Subtropical maritime air masses—arriving with a warm weather front—are advantageous for the success of collecting on the previous day and also on the day of arrival. The number of moths caught showed a decrease on the day of the arrival of a subtropical continental air mass and the trend was the same on the next day. The number of moths collected is lower on the day of the arriving of subtropical continental air masses and the following days. The catching is high in number on the previous day and the day of the arriving of an arctic air mass combined with a cold weather front, but there is a decrease on the following day [70].

6.8. Weather elements

Temperature may have an important part from the point of view of insects’ flying activity. The given temperature requirements of insects can be explained by the fact that their body mass is very small compared to both its surface and the environment. That is why the temperature of their body, instead of being permanent and self-sufficient, follows the changing temperature of the environment. This is because the ratios of the body mass and surface of insects determine the difference between the inner heat content and the incoming or outgoing heat. The heat content of the body is proportionate to its mass, while, on the other hand, the heat energy intake or loss is proportionate to the size of the surface of the body. Therefore, an external effect makes its influence felt as against the inner, small heat content of a relatively small mass. The speed as well as the size of the impact brings on the ratio between the mass and surface of the body of the insect [71]. So the temperature value always exerts a substantial influence on the life processes of insects. The chemical processes described as metabolism that determine the life functions of insects always follow the temperature changes in the direct surroundings. Naturally, the activity of the organs of locomotion also depends on the temperature of the environment, which explains why we can expect a massive light-trap turnout by what is an optimal temperature for the given species [72]. Southwood [73] on the other hand, is of the view that the flight of insects has a minimum and maximum temperature threshold typical for each species. The insect flies if the temperature is above the minimum and below the maximum threshold and becomes inactive when the value is below the minimum or above the maximum threshold. According to him, there are other reasons for the fluctuations in the number of specimens experienced in the interval between the low and high threshold values. However, research in Hungary has proved that in the context of a single species, too, a significant regression can be established between the temperature values and the number of specimens collected by light-trap [47, 74, 75].

The high values of air temperature vapour pressure, saturation deficit and the height of cloud base increase the catch of Rivula sericealis Scopoli, and on the contrary, the wind velocity, relative humidity and amount of cloud decrease it.

The decreasing clouds, and thunder and lightning preceding thunderstorms also increase the flight activity. Modifying effect of precipitation has become more accurate as well. The effect of rain in hindering the catch is well known, but the fact that the hindering effect remains after the rain has stopped is a new finding.

Our results demonstrate that low temperature minima depress both the number of species and individuals in all aspects. In contrast, higher than the minimum value can rise in number of caught species and individuals. The daily temperature ranges—the 24-hour period noted between the highest and lowest temperature difference—in the temperate zone are more important than in the tropics, as activity of insects is strongly dependent on the daily temperature range in the temperates than in the tropics [76].

**Parts of the exercise:**
1. Name every weather factor that the text on weather and light-trap catches says decreases the catch of Rivula sericealis Scopoli.
2. In the text on weather and light-trap catches, rewrite the paragraph beginning "Temperature may have an important part" as a shorter bulleted list that keeps its main facts.
The records that come next are separate material, unrelated to the text on weather and light-trap catches.

**Entries taken from a collection:**
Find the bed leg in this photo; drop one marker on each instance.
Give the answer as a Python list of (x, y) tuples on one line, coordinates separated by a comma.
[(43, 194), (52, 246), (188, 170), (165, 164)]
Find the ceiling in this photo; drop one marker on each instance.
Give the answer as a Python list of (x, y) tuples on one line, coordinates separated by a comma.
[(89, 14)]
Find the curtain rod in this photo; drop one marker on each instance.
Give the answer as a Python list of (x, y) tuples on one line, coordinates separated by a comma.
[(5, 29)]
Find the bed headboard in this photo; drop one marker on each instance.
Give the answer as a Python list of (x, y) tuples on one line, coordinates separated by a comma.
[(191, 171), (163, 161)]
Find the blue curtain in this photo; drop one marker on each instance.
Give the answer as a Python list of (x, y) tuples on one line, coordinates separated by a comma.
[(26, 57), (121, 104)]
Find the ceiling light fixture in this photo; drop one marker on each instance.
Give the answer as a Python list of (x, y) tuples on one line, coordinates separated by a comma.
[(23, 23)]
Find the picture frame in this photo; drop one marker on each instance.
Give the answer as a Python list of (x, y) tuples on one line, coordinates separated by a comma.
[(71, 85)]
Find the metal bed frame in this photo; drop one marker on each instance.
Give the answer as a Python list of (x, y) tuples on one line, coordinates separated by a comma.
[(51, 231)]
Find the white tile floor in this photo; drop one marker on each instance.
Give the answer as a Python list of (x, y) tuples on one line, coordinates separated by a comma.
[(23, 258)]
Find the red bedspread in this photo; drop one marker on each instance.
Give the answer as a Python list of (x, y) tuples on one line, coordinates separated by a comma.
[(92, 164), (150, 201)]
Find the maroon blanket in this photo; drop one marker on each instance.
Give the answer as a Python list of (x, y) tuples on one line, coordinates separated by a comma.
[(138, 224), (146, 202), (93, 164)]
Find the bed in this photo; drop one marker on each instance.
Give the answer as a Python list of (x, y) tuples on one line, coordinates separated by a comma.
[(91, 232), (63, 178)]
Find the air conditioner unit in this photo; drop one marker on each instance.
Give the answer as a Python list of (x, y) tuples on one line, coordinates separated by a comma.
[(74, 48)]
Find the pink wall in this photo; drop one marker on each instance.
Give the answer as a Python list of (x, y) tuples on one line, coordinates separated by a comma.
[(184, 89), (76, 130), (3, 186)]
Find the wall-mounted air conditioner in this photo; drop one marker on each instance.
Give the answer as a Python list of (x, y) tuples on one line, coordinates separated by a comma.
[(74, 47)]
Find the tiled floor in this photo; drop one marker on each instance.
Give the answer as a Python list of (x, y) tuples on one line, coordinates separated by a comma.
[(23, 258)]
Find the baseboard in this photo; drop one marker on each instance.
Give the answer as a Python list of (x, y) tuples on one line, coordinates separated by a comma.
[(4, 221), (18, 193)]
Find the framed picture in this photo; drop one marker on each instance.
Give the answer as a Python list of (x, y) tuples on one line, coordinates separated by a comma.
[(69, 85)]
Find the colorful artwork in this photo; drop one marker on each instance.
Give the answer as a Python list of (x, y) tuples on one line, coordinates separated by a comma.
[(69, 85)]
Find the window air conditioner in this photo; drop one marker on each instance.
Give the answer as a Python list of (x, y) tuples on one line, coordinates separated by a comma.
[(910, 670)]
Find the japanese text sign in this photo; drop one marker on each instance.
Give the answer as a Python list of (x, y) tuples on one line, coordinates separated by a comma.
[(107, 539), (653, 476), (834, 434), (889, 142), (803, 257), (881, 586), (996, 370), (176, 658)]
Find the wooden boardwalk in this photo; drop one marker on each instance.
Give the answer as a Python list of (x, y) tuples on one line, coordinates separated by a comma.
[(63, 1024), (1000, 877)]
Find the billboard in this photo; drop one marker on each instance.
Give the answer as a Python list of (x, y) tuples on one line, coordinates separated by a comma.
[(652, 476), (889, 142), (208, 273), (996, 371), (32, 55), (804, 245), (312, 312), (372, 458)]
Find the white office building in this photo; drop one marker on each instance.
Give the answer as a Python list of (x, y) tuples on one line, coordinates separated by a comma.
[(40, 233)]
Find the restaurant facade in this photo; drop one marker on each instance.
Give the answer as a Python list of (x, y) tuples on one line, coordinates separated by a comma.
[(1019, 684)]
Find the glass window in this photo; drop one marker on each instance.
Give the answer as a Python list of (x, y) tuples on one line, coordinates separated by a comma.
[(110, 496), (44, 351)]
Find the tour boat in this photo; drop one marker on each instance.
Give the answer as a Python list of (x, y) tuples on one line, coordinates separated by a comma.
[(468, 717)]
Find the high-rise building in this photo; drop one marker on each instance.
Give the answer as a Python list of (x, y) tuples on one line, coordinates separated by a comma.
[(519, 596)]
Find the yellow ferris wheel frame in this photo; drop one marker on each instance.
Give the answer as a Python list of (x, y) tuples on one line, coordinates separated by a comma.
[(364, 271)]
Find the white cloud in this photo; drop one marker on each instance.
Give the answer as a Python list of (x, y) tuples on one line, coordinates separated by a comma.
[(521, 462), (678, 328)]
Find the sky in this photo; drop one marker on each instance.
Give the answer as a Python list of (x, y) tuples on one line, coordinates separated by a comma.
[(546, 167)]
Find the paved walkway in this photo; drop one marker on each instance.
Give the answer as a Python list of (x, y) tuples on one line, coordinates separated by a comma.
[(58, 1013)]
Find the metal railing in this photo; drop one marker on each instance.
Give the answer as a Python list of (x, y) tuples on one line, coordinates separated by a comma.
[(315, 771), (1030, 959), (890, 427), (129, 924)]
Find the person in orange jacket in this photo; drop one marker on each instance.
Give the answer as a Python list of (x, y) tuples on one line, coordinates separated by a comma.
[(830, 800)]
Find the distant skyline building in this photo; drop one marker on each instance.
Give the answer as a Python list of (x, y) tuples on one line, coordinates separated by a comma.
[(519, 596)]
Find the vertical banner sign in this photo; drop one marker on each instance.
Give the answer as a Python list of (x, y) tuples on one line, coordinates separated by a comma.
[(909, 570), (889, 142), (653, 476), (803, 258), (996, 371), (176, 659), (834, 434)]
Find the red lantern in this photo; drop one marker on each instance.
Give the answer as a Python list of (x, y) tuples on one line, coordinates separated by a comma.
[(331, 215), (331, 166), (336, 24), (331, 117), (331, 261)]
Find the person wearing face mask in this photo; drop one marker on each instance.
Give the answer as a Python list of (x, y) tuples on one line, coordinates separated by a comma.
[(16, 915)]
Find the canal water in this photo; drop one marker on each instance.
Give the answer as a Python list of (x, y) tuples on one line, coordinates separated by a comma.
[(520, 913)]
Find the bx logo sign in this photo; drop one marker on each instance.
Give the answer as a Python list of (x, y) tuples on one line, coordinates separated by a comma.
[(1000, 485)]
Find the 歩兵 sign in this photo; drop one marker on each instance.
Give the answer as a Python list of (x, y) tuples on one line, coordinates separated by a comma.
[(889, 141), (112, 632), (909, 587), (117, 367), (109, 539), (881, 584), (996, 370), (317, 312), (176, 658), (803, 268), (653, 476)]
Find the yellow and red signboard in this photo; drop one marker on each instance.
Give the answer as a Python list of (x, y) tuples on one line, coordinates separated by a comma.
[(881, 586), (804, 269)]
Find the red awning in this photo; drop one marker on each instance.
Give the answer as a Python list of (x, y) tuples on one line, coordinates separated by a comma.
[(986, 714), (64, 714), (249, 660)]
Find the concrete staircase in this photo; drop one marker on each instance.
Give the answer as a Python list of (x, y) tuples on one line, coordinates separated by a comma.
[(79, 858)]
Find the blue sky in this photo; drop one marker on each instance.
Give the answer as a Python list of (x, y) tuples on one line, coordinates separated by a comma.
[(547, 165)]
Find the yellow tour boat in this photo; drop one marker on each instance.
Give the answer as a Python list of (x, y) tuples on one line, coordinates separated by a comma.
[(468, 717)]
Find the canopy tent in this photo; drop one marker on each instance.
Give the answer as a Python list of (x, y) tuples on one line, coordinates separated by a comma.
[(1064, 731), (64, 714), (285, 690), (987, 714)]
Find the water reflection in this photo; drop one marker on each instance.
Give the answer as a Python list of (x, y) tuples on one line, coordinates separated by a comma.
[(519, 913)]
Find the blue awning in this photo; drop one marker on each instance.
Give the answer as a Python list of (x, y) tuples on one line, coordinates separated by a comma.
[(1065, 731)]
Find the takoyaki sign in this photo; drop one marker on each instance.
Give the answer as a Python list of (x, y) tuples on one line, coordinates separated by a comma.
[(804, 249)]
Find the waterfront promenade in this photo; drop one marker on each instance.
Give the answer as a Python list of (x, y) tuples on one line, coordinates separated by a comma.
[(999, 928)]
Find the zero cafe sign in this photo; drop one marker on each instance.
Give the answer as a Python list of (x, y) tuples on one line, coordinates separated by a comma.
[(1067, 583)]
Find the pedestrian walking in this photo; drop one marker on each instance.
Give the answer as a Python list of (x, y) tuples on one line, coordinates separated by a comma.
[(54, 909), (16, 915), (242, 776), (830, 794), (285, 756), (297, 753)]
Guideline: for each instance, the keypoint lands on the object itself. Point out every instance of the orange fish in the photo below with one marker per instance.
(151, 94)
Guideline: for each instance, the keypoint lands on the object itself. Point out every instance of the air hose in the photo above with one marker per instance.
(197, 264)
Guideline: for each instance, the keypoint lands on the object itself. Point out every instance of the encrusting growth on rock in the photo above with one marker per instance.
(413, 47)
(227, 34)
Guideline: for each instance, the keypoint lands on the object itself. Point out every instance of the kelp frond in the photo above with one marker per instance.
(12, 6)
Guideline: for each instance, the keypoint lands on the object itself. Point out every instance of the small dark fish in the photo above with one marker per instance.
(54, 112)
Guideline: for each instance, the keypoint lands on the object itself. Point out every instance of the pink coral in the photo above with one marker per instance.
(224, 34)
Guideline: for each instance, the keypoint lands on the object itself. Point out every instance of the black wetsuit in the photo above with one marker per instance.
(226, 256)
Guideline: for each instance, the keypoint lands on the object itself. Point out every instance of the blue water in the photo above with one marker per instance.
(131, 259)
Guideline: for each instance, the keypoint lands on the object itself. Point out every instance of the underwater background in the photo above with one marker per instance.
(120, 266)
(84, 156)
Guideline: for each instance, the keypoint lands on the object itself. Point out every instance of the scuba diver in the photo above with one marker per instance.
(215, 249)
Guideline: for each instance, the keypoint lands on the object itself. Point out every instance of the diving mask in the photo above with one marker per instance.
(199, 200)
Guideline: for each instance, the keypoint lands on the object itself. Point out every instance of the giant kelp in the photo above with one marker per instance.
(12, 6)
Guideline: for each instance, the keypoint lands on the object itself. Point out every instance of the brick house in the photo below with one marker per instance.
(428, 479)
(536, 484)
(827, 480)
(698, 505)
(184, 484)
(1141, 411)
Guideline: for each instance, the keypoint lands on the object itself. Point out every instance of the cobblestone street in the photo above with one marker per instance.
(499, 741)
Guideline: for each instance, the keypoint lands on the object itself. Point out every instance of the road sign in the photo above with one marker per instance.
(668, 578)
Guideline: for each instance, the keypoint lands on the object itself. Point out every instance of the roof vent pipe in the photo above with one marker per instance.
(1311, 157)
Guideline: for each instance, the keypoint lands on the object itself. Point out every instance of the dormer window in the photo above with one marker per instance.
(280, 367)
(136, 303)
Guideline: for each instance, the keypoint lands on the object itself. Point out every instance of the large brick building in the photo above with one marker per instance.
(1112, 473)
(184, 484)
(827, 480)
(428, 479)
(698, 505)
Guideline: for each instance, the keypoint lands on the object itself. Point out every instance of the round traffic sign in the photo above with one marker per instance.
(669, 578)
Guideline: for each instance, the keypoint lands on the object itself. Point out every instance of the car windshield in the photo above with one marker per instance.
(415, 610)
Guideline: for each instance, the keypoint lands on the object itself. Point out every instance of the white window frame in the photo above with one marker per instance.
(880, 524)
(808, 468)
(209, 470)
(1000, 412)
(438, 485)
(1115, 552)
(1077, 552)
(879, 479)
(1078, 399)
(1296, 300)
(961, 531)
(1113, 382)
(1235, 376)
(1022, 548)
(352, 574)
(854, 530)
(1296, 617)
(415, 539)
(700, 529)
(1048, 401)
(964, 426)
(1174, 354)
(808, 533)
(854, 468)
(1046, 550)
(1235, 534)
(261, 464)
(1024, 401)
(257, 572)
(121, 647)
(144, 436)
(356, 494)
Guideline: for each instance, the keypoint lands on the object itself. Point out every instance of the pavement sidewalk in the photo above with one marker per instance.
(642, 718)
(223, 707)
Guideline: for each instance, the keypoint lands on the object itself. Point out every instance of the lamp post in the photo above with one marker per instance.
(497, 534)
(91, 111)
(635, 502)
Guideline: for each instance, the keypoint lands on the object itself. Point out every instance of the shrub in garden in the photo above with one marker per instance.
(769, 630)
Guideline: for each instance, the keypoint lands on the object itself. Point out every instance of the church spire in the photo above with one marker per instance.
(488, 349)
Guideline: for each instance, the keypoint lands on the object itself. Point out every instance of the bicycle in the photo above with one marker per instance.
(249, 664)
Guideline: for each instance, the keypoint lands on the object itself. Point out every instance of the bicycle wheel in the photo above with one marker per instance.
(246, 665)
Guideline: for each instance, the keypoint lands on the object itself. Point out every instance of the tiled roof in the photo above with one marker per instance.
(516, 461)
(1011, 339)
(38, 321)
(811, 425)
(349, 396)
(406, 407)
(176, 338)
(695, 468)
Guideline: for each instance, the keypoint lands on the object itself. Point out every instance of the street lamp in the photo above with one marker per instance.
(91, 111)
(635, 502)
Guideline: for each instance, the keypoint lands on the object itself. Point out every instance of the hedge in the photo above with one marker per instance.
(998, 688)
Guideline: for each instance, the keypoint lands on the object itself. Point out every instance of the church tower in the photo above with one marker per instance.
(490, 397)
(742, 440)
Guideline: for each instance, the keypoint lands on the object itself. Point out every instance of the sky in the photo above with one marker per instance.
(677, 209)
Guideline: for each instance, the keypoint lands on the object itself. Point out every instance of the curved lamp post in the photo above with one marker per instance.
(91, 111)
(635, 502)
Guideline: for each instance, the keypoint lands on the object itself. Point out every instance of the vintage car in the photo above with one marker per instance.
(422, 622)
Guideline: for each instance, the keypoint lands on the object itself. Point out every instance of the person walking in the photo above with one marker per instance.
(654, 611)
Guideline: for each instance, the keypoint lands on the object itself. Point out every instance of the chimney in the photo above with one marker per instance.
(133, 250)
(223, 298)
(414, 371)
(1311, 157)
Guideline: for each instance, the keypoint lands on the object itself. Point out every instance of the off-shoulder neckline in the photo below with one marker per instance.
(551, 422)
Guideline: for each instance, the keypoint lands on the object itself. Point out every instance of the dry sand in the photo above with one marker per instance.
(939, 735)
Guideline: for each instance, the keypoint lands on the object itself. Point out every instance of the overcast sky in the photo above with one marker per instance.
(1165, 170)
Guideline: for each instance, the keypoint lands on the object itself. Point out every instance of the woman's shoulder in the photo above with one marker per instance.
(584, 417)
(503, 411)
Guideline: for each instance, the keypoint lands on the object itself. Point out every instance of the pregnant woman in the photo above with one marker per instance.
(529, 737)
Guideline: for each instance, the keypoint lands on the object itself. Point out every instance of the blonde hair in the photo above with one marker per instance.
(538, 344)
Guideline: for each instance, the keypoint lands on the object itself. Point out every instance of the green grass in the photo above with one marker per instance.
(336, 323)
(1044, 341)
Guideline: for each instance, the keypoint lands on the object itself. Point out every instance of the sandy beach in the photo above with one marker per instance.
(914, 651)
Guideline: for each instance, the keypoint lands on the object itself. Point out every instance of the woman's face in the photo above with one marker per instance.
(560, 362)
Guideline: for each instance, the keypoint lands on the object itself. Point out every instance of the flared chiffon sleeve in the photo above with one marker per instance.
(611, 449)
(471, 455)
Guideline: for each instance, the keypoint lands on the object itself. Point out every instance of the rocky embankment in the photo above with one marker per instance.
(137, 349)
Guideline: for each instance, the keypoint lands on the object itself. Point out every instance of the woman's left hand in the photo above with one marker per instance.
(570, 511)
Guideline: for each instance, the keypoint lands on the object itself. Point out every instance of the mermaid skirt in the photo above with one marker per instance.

**Responses:**
1.
- Wind velocity
- Relative humidity
- Amount of cloud

2.
- Temperature strongly affects insects' flying activity.
- Insects have a very small body mass compared with their body surface, so their body temperature follows the temperature of their surroundings instead of staying constant.
- Heat content depends on body mass, while heat gain or loss depends on body surface, so outside conditions strongly affect an insect's small internal heat content.
- Metabolism and the activity of the organs of locomotion follow temperature changes in the surroundings. A large light-trap catch can therefore be expected at the optimal temperature for a species.
- Southwood holds that each species flies only between a minimum and a maximum temperature threshold and is inactive outside them. In his view, changes in numbers between those thresholds have other causes.
- Research in Hungary found a significant regression between temperature values and light-trap catch numbers, even within a single species.